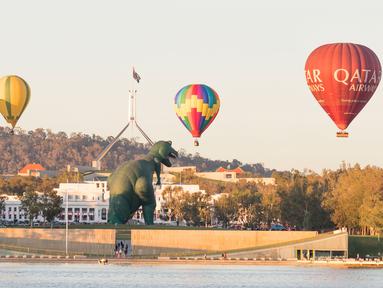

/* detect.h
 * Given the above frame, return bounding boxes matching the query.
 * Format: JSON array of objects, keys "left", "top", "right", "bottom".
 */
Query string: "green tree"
[
  {"left": 161, "top": 186, "right": 185, "bottom": 224},
  {"left": 324, "top": 165, "right": 383, "bottom": 235},
  {"left": 213, "top": 194, "right": 237, "bottom": 228},
  {"left": 0, "top": 195, "right": 5, "bottom": 222},
  {"left": 40, "top": 190, "right": 63, "bottom": 227},
  {"left": 275, "top": 170, "right": 332, "bottom": 230},
  {"left": 180, "top": 192, "right": 211, "bottom": 226},
  {"left": 20, "top": 191, "right": 40, "bottom": 227},
  {"left": 258, "top": 184, "right": 281, "bottom": 227}
]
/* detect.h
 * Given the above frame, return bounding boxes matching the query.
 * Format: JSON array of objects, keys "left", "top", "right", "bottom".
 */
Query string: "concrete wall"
[
  {"left": 131, "top": 229, "right": 317, "bottom": 256},
  {"left": 228, "top": 232, "right": 348, "bottom": 259},
  {"left": 0, "top": 228, "right": 116, "bottom": 256}
]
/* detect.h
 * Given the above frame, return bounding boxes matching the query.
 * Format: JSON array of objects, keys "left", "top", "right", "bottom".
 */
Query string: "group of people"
[{"left": 114, "top": 241, "right": 129, "bottom": 257}]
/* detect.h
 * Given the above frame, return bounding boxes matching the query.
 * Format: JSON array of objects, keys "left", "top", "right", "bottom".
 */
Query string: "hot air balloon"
[
  {"left": 0, "top": 75, "right": 30, "bottom": 134},
  {"left": 305, "top": 43, "right": 381, "bottom": 137},
  {"left": 174, "top": 84, "right": 220, "bottom": 146}
]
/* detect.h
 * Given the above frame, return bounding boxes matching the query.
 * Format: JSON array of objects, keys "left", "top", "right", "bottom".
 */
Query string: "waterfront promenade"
[{"left": 0, "top": 253, "right": 382, "bottom": 268}]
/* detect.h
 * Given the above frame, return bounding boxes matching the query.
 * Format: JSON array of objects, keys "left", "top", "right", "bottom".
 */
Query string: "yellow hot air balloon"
[{"left": 0, "top": 75, "right": 30, "bottom": 133}]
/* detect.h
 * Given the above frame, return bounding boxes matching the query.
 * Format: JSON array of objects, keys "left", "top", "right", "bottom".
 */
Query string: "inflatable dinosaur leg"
[
  {"left": 108, "top": 194, "right": 131, "bottom": 224},
  {"left": 135, "top": 177, "right": 155, "bottom": 225}
]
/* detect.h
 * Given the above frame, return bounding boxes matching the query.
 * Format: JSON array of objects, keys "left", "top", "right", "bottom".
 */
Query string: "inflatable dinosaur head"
[{"left": 149, "top": 141, "right": 178, "bottom": 167}]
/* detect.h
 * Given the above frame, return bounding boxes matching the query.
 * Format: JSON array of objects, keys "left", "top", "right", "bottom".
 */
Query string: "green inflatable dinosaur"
[{"left": 108, "top": 141, "right": 178, "bottom": 225}]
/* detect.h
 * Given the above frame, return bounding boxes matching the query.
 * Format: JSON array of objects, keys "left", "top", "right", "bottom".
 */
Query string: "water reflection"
[{"left": 0, "top": 263, "right": 381, "bottom": 288}]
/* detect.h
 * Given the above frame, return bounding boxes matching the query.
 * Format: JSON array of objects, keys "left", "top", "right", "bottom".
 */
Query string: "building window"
[
  {"left": 225, "top": 174, "right": 232, "bottom": 179},
  {"left": 68, "top": 195, "right": 73, "bottom": 200},
  {"left": 75, "top": 195, "right": 80, "bottom": 201},
  {"left": 68, "top": 208, "right": 73, "bottom": 221},
  {"left": 101, "top": 208, "right": 107, "bottom": 220},
  {"left": 14, "top": 207, "right": 17, "bottom": 212},
  {"left": 74, "top": 208, "right": 80, "bottom": 222},
  {"left": 59, "top": 208, "right": 65, "bottom": 221},
  {"left": 89, "top": 208, "right": 95, "bottom": 221},
  {"left": 82, "top": 208, "right": 87, "bottom": 221},
  {"left": 82, "top": 195, "right": 87, "bottom": 200}
]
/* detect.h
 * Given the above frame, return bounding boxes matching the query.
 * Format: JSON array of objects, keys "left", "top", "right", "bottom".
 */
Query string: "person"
[{"left": 124, "top": 246, "right": 128, "bottom": 257}]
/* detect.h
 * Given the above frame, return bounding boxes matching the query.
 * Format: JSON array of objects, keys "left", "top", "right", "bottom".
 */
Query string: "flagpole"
[{"left": 91, "top": 67, "right": 153, "bottom": 170}]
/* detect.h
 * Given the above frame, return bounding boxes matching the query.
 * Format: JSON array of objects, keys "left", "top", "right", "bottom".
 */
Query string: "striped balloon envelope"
[
  {"left": 0, "top": 75, "right": 30, "bottom": 132},
  {"left": 174, "top": 84, "right": 220, "bottom": 146}
]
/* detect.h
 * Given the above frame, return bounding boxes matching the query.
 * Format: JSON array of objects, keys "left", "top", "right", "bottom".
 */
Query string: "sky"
[{"left": 1, "top": 0, "right": 383, "bottom": 172}]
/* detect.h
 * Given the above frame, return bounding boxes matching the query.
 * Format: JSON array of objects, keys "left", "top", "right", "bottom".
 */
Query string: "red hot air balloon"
[{"left": 305, "top": 43, "right": 381, "bottom": 137}]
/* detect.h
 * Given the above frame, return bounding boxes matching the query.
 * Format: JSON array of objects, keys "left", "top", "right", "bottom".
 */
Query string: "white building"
[
  {"left": 0, "top": 181, "right": 109, "bottom": 224},
  {"left": 54, "top": 181, "right": 109, "bottom": 223},
  {"left": 1, "top": 195, "right": 26, "bottom": 223},
  {"left": 1, "top": 179, "right": 206, "bottom": 224}
]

= = = =

**DIRECTIONS FOR THIS TASK**
The expected answer is an unaltered copy of the listing, images removed.

**EXERCISE RESPONSE**
/* detect.h
 * Given the above frame, return bounding boxes matching the query.
 * Format: JSON array of objects, keys "left", "top", "right", "bottom".
 */
Query string: "green tree"
[
  {"left": 161, "top": 186, "right": 185, "bottom": 224},
  {"left": 324, "top": 165, "right": 383, "bottom": 235},
  {"left": 213, "top": 194, "right": 237, "bottom": 228},
  {"left": 0, "top": 195, "right": 5, "bottom": 222},
  {"left": 40, "top": 190, "right": 63, "bottom": 227},
  {"left": 275, "top": 170, "right": 332, "bottom": 230},
  {"left": 180, "top": 192, "right": 211, "bottom": 226},
  {"left": 20, "top": 191, "right": 40, "bottom": 227},
  {"left": 258, "top": 184, "right": 281, "bottom": 227}
]
/* detect.h
 * Given the above frame, return bounding boxes matching the query.
 * Format: JSON array of objects, keys "left", "top", "right", "bottom".
 */
Query string: "concrete wall"
[
  {"left": 131, "top": 229, "right": 317, "bottom": 256},
  {"left": 228, "top": 232, "right": 348, "bottom": 259},
  {"left": 0, "top": 228, "right": 116, "bottom": 256}
]
/* detect.h
 * Given the above frame, return bounding boxes matching the query.
 * Format: JSON array of objects, keys "left", "top", "right", "bottom".
 */
Query string: "group of people"
[{"left": 114, "top": 241, "right": 129, "bottom": 257}]
/* detect.h
 * Given the above frame, return bounding boxes matching the query.
 * Format: JSON array of objects, keys "left", "top", "right", "bottom".
 */
Query string: "hot air balloon"
[
  {"left": 0, "top": 75, "right": 30, "bottom": 134},
  {"left": 305, "top": 43, "right": 381, "bottom": 137},
  {"left": 174, "top": 84, "right": 220, "bottom": 146}
]
/* detect.h
 * Given the above frame, return bounding boxes matching the query.
 * Format: JSON array of objects, keys "left", "top", "right", "bottom".
 */
Query string: "waterfront promenade"
[{"left": 0, "top": 253, "right": 382, "bottom": 268}]
/* detect.h
 * Given the above frame, return bounding boxes matching the query.
 * Format: JSON array of objects, keys "left", "top", "right", "bottom".
 */
Query string: "yellow hot air balloon"
[{"left": 0, "top": 75, "right": 30, "bottom": 133}]
/* detect.h
 * Given the above frame, return bounding boxes matching the query.
 * Format: JSON array of objects, keys "left", "top", "right", "bottom".
 */
Query string: "inflatable dinosaur leg"
[
  {"left": 108, "top": 194, "right": 131, "bottom": 224},
  {"left": 135, "top": 177, "right": 155, "bottom": 225}
]
/* detect.h
 * Given the above frame, return bounding boxes matching the query.
 * Format: JSON array of objects, keys "left", "top", "right", "bottom".
 */
Query string: "inflatable dinosaur head"
[{"left": 149, "top": 141, "right": 178, "bottom": 167}]
/* detect.h
 * Given the above frame, return bounding boxes matching the query.
 * Format: JSON array of objects, keys "left", "top", "right", "bottom".
 */
Query string: "green inflatable dinosaur"
[{"left": 108, "top": 141, "right": 178, "bottom": 225}]
/* detect.h
 * Given the above frame, return bounding boxes matching the query.
 * Format: JSON array of objects, keys "left", "top", "right", "bottom".
 */
Query string: "water reflection"
[{"left": 0, "top": 263, "right": 381, "bottom": 288}]
/* detect.h
 * Given the above frame, return bounding boxes matching the query.
 * Format: JSON array of objects, keys "left", "top", "right", "bottom".
 */
Query string: "building window"
[
  {"left": 225, "top": 174, "right": 232, "bottom": 179},
  {"left": 68, "top": 195, "right": 73, "bottom": 200},
  {"left": 75, "top": 195, "right": 80, "bottom": 201},
  {"left": 68, "top": 208, "right": 73, "bottom": 221},
  {"left": 101, "top": 208, "right": 107, "bottom": 220},
  {"left": 14, "top": 207, "right": 17, "bottom": 212},
  {"left": 74, "top": 208, "right": 80, "bottom": 222},
  {"left": 59, "top": 208, "right": 65, "bottom": 221},
  {"left": 89, "top": 208, "right": 95, "bottom": 221},
  {"left": 82, "top": 208, "right": 87, "bottom": 221},
  {"left": 82, "top": 195, "right": 87, "bottom": 200}
]
/* detect.h
 * Given the above frame, return bounding boxes matching the query.
 * Format: JSON array of objects, keys "left", "top", "right", "bottom".
 */
Query string: "person"
[{"left": 124, "top": 246, "right": 128, "bottom": 257}]
/* detect.h
 * Given the above frame, return bounding boxes matching the query.
 * Format: JSON array of objects, keys "left", "top", "right", "bottom".
 */
Query string: "flagpole"
[{"left": 91, "top": 67, "right": 153, "bottom": 170}]
/* detect.h
 * Given the above frame, return bounding boxes matching the query.
 * Format: JSON array of objects, keys "left", "top", "right", "bottom".
 */
Query string: "striped balloon envelope"
[
  {"left": 0, "top": 75, "right": 30, "bottom": 132},
  {"left": 174, "top": 84, "right": 220, "bottom": 146}
]
/* detect.h
 * Given the above frame, return bounding boxes matching the query.
 * Format: JSON array of objects, keys "left", "top", "right", "bottom".
 */
Query string: "sky"
[{"left": 1, "top": 0, "right": 383, "bottom": 172}]
/* detect.h
 * Given the above frame, return bounding boxes matching the query.
 * Format: JSON array of objects, keys "left", "top", "right", "bottom".
 */
Query string: "red hot air balloon"
[{"left": 305, "top": 43, "right": 381, "bottom": 137}]
/* detect.h
 * Given the above frame, return bounding boxes matching the query.
 * Format: JSON array of objects, keys "left", "top", "right", "bottom".
 */
Query string: "white building"
[
  {"left": 0, "top": 181, "right": 109, "bottom": 224},
  {"left": 54, "top": 181, "right": 109, "bottom": 223},
  {"left": 1, "top": 195, "right": 26, "bottom": 223},
  {"left": 1, "top": 179, "right": 206, "bottom": 224}
]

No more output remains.